* PROVIDED PASSAGE *

____

Pixy Liao is a Chinese photographer whose work directly challenges gender roles in photography and society. Liao’s images attack the typical set up of a man capturing a female, playing with standard expectations as she makes her Japanese boyfriend Moro and their relationship the subject of her lens.
In bodies of work such as Experimental Relationship (2007 – now) Liao explores their connection through film photographs. Relationships as a topic for artistic expression is nothing new, but Liao’s approach is unusual, striking, and ultimately a lesson in modern intimacy.
Liao acknowledges that as a Chinese woman she had expected to enter a relationship with an older man who would act as a “protector and mentor”. But her relationship with Moro, a man who is five years younger than her, gave her feelings of “authority and power”.
This was the catalyst for her experiment, and the resulting images strongly reflect the “power” she admits to feeling. One image features a lone Moro standing in profile under a clothes rail, wearing just a t-shirt which is caught on a hanger on the rail. Hooked and with his face turned away from the camera, you are aware of the other half of his relationship, behind the camera, in control.

____

* STATED EXERCISE 1 *
In the passage on Pixy Liao, how many years younger than Liao is Moro?
The records below are unrelated to the passage on Pixy Liao.

* EXCERPTED RECORDS *
____

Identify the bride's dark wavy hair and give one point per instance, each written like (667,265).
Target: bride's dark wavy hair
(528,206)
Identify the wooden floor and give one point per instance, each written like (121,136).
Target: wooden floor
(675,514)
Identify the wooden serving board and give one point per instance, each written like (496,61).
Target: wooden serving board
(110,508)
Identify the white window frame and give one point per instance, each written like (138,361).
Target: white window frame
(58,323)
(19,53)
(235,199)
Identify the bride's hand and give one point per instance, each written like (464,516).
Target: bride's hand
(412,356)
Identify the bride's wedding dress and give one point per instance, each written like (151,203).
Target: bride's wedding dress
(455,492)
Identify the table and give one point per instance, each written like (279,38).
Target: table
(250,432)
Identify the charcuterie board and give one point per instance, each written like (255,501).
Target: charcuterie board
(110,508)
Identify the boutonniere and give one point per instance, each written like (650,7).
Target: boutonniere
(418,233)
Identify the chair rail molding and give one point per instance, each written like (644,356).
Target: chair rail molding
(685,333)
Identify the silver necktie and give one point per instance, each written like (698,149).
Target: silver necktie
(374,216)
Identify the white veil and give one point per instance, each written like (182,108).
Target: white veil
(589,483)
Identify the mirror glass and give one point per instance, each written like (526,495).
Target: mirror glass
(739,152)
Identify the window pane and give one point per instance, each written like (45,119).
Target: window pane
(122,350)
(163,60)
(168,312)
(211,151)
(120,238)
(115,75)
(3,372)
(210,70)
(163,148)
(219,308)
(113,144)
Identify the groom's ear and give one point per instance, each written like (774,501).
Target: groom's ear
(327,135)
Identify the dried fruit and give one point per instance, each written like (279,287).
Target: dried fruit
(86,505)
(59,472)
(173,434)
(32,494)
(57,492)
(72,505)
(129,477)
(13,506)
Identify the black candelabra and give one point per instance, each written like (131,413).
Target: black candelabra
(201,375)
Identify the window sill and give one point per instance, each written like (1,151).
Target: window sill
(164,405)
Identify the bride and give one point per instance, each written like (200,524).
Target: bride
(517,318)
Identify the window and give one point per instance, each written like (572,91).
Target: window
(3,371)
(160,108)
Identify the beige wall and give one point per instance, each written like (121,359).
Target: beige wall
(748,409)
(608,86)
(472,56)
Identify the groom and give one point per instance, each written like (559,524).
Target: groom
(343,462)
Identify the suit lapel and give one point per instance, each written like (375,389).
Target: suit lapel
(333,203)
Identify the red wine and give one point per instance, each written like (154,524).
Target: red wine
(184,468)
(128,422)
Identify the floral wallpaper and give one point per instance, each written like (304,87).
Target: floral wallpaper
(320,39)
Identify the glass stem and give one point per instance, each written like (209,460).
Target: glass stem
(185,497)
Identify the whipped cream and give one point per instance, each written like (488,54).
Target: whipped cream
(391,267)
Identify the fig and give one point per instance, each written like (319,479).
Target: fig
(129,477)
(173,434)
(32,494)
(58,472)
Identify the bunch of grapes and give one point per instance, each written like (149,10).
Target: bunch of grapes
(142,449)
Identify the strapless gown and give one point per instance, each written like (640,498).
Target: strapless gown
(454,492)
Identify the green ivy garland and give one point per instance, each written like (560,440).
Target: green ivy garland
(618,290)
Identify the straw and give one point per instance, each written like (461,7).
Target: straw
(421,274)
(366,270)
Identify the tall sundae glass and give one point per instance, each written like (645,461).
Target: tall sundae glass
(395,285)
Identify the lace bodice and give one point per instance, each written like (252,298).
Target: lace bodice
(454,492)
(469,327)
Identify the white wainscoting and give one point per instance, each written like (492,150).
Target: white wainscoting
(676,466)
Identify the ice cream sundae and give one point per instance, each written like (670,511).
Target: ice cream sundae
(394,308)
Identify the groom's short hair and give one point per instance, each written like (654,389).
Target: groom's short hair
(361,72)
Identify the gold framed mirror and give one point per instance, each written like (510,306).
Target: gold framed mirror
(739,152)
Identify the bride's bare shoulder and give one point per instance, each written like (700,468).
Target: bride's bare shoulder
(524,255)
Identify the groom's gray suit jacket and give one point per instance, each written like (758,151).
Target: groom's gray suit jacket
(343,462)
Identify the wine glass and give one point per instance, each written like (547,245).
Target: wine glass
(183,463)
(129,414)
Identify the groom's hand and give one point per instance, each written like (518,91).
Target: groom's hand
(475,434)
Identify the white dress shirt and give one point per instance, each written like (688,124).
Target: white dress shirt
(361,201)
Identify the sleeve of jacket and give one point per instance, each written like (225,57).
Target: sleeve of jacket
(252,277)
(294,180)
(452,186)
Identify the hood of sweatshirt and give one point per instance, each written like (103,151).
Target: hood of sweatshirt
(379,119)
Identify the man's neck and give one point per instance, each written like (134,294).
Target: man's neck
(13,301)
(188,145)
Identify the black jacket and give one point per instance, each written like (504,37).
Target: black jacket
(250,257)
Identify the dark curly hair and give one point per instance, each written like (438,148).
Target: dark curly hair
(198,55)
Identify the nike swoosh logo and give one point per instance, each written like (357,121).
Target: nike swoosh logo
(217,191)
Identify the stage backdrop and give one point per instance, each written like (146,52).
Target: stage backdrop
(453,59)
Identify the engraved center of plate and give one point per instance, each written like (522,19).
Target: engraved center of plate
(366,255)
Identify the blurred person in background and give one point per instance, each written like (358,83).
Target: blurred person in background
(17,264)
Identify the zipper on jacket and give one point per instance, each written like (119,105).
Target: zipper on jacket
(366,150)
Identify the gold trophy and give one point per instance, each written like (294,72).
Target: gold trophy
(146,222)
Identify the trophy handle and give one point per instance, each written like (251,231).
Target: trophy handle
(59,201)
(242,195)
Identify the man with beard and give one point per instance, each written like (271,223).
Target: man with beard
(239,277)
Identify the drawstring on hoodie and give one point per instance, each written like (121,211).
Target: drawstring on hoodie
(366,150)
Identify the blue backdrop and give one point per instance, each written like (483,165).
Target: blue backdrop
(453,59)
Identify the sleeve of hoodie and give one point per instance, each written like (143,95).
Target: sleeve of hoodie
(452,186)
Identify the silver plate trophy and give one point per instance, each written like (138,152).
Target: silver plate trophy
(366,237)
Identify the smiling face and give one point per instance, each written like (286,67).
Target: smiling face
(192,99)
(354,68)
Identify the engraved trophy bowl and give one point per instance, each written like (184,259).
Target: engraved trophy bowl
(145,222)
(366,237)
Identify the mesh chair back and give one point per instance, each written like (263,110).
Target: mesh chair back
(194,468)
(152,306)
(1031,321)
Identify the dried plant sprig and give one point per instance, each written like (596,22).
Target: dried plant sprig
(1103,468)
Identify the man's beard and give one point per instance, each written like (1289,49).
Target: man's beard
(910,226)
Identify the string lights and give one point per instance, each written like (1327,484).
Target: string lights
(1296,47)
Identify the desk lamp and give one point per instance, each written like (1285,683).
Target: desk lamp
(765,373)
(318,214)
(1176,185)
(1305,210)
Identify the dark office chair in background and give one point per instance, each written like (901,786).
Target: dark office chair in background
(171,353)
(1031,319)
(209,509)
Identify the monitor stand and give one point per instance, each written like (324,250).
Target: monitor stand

____

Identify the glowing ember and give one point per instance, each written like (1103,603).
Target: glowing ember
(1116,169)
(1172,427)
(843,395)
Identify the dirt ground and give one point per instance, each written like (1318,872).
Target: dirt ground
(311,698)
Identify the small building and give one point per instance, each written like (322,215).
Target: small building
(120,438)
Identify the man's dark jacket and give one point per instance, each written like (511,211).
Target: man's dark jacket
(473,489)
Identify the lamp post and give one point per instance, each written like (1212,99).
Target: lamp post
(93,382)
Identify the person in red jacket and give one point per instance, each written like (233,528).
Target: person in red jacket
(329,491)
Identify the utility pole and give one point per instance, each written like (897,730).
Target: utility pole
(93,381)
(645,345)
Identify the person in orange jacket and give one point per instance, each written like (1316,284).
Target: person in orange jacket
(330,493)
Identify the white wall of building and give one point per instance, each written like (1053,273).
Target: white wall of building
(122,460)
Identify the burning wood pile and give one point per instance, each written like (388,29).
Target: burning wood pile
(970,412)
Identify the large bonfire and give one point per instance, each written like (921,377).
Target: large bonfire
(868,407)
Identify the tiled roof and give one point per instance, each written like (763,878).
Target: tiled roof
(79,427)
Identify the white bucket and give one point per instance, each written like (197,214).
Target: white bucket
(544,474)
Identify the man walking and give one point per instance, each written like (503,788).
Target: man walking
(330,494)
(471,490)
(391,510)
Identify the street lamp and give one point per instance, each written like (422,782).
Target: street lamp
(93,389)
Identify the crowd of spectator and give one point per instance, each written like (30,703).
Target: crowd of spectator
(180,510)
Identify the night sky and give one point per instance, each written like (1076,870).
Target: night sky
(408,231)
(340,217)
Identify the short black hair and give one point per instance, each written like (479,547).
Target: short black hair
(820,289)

____

* STATED EXERCISE 2 *
Reproduce the records from the line with "Identify the engraved trophy" to the line with "Target: monitor stand", replacing "desk lamp" with "table lamp" and leaving everything else unchanged.

* FINISHED ANSWER 1 *
Five years.

* FINISHED ANSWER 2 *
Identify the engraved trophy bowl and give one point per instance, each written like (184,259).
Target: engraved trophy bowl
(145,222)
(366,237)
Identify the mesh chair back and give one point per instance, each written like (263,110).
Target: mesh chair back
(194,468)
(152,306)
(1031,321)
Identify the dried plant sprig and give one point per instance, each written like (596,22).
Target: dried plant sprig
(1103,468)
Identify the man's beard and give one point per instance, each written like (1289,49).
Target: man's beard
(910,226)
Identify the string lights and give one point per instance, each written like (1327,484).
Target: string lights
(1296,47)
Identify the table lamp and give one point per instance, each written like (1285,683).
Target: table lamp
(765,373)
(318,214)
(1176,185)
(1305,210)
Identify the dark office chair in background and give one point per instance, each written like (901,786).
Target: dark office chair in background
(171,353)
(1031,319)
(209,509)
Identify the monitor stand and give one point per instance, each written like (324,250).
Target: monitor stand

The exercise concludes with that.